◆ **EXERCISE AIM**
From the entries that follow, pick out all lines holding "instance".

*** RECORD SET ***

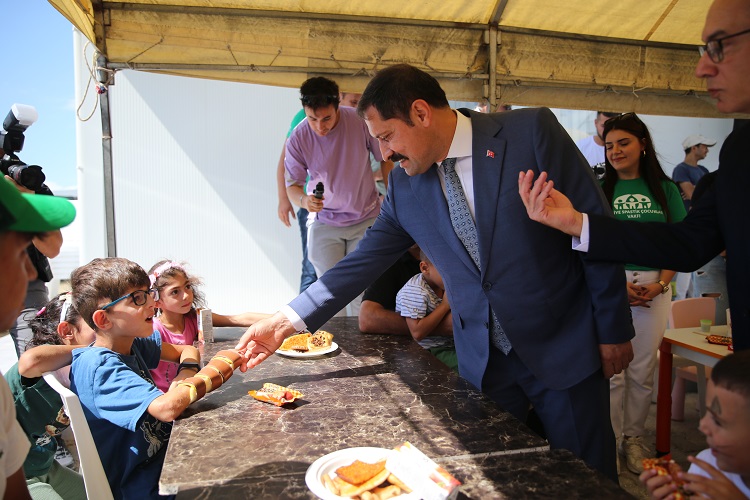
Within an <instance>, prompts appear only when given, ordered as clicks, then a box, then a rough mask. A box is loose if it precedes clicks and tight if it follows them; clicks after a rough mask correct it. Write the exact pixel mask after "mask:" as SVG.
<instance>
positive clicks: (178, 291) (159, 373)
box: [148, 260, 270, 392]
mask: <svg viewBox="0 0 750 500" xmlns="http://www.w3.org/2000/svg"><path fill="white" fill-rule="evenodd" d="M148 276H149V280H150V281H151V288H155V289H156V290H157V291H158V294H159V299H158V300H157V301H156V308H157V317H155V318H154V329H155V330H158V331H159V333H160V334H161V340H162V342H168V343H170V344H177V345H193V342H195V341H196V339H197V337H198V311H197V308H200V307H204V306H205V301H204V298H203V294H202V293H201V292H200V291H199V290H198V285H200V284H201V282H200V280H199V279H198V278H196V277H195V276H191V275H190V274H189V273H188V272H187V270H186V269H185V265H184V264H181V263H179V262H174V261H171V260H162V261H159V262H157V263H156V264H154V265H153V266H152V267H151V270H150V271H149V272H148ZM269 316H270V314H263V313H255V312H246V313H242V314H235V315H230V316H224V315H222V314H217V313H215V312H211V319H212V322H213V325H214V326H251V325H252V324H253V323H255V322H256V321H259V320H261V319H263V318H267V317H269ZM177 367H178V365H177V363H173V362H171V361H165V360H162V361H160V362H159V366H158V367H156V369H154V370H151V376H152V377H153V379H154V382H155V383H156V387H158V388H159V389H161V390H162V391H165V392H166V390H167V389H168V388H169V385H170V384H171V383H172V380H174V377H175V375H176V374H177Z"/></svg>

***

◆ **SOLUTION FOR THIS PROBLEM**
Within an <instance>, prompts appear only when given, ordered as clicks, then a box, then a rough mask. A box is loose if it precedes clicks and tight if it follows them; clicks after a rough mask correct it. Write the exact pixel mask after "mask:" as SVG.
<instance>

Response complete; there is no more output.